▶ Requirement
Two lines mark the range in the entries below: the one holding "the dark night" and the one holding "mountain slope, one". Set down those two and all lines between them, exactly.

━━━━━ Data to use

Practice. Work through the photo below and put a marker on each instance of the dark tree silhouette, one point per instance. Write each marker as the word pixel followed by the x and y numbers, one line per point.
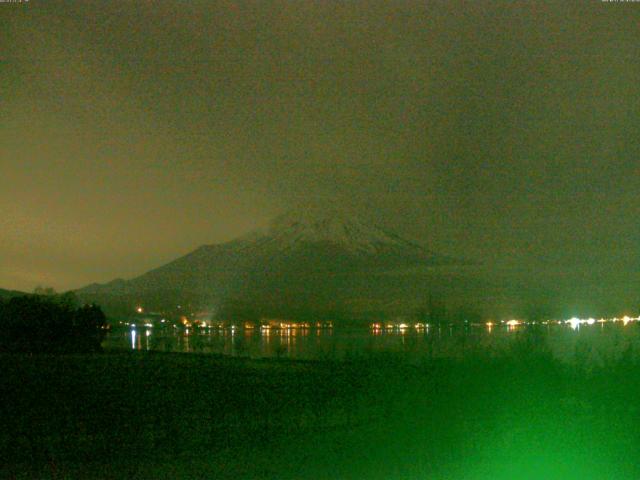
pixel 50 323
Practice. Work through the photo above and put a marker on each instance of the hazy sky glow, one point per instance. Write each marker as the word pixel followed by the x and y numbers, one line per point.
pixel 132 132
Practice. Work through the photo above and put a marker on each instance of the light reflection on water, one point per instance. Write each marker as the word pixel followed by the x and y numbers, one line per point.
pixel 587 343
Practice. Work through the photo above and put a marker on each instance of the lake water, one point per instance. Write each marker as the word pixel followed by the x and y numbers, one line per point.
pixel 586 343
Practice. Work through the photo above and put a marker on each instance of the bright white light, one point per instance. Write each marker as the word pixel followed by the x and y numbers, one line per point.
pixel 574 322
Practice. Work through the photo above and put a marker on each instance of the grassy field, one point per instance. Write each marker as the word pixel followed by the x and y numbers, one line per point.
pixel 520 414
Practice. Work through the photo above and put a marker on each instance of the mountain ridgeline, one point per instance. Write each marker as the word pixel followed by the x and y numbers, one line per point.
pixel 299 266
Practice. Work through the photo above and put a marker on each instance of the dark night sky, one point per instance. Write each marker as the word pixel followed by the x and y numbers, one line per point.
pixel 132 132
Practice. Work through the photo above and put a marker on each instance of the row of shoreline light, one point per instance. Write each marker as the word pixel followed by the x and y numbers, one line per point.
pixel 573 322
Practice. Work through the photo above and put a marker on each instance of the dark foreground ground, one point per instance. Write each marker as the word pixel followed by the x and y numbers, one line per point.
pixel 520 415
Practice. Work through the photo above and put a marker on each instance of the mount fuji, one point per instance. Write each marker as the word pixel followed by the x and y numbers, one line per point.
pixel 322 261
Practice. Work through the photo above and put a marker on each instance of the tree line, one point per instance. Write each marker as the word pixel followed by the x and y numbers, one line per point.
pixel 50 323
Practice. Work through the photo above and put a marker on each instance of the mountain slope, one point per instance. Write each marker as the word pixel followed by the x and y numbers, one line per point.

━━━━━━━━━━
━━━━━ Data to use

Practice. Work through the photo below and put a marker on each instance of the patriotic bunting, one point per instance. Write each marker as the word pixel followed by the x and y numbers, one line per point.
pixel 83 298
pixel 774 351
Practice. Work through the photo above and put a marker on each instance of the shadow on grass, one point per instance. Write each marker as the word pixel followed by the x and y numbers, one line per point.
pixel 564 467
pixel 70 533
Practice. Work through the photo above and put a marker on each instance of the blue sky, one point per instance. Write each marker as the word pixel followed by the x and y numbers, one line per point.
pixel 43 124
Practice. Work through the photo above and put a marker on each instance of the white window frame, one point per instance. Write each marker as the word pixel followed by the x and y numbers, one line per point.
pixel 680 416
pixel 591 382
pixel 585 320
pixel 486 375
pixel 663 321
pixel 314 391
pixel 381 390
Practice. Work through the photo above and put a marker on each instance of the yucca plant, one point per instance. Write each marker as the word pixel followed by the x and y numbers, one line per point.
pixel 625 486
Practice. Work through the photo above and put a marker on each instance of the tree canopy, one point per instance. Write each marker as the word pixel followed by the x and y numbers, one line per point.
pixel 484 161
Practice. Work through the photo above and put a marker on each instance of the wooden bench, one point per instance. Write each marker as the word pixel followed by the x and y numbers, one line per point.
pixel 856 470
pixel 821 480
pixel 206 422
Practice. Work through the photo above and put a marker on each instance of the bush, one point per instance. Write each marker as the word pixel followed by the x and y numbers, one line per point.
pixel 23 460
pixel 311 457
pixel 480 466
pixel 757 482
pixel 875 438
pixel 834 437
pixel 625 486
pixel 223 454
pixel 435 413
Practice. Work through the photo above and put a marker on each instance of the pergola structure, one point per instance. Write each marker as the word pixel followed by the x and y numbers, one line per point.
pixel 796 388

━━━━━━━━━━

▶ Response to the task
Practice. Work through the photo above and put a marker on each instance of the dark night sky, one point per instance. Write each marker as the word pixel followed by the x and y numbers, one line per point.
pixel 132 132
Practice. Work through the photo above and put a marker on each instance of the row of shoreline light, one point per instance. Write each marker as the word pixel followed by the x and y numbers, one line per point.
pixel 573 322
Practice. Work through the photo above and put a marker on each instance of the dark foreground ground, one point per instance. Write each marker as the word pixel followed by the x and y numbers, one line per point.
pixel 520 415
Practice. Work through the photo above and put a marker on each instance of the mount fuji, one point per instance. Write each marker as the word pixel followed by the x and y numbers, one line per point.
pixel 322 261
Practice. Work through the photo above and put a marker on each instance of the tree line, one point per instance. Write each marker as the word pixel followed by the x and y numbers, one line per point.
pixel 50 323
Practice. Work through the photo above and put a marker on each instance of the mountain slope, one point per instance. Write each marker as the word pixel followed by the x and y numbers, one line per point.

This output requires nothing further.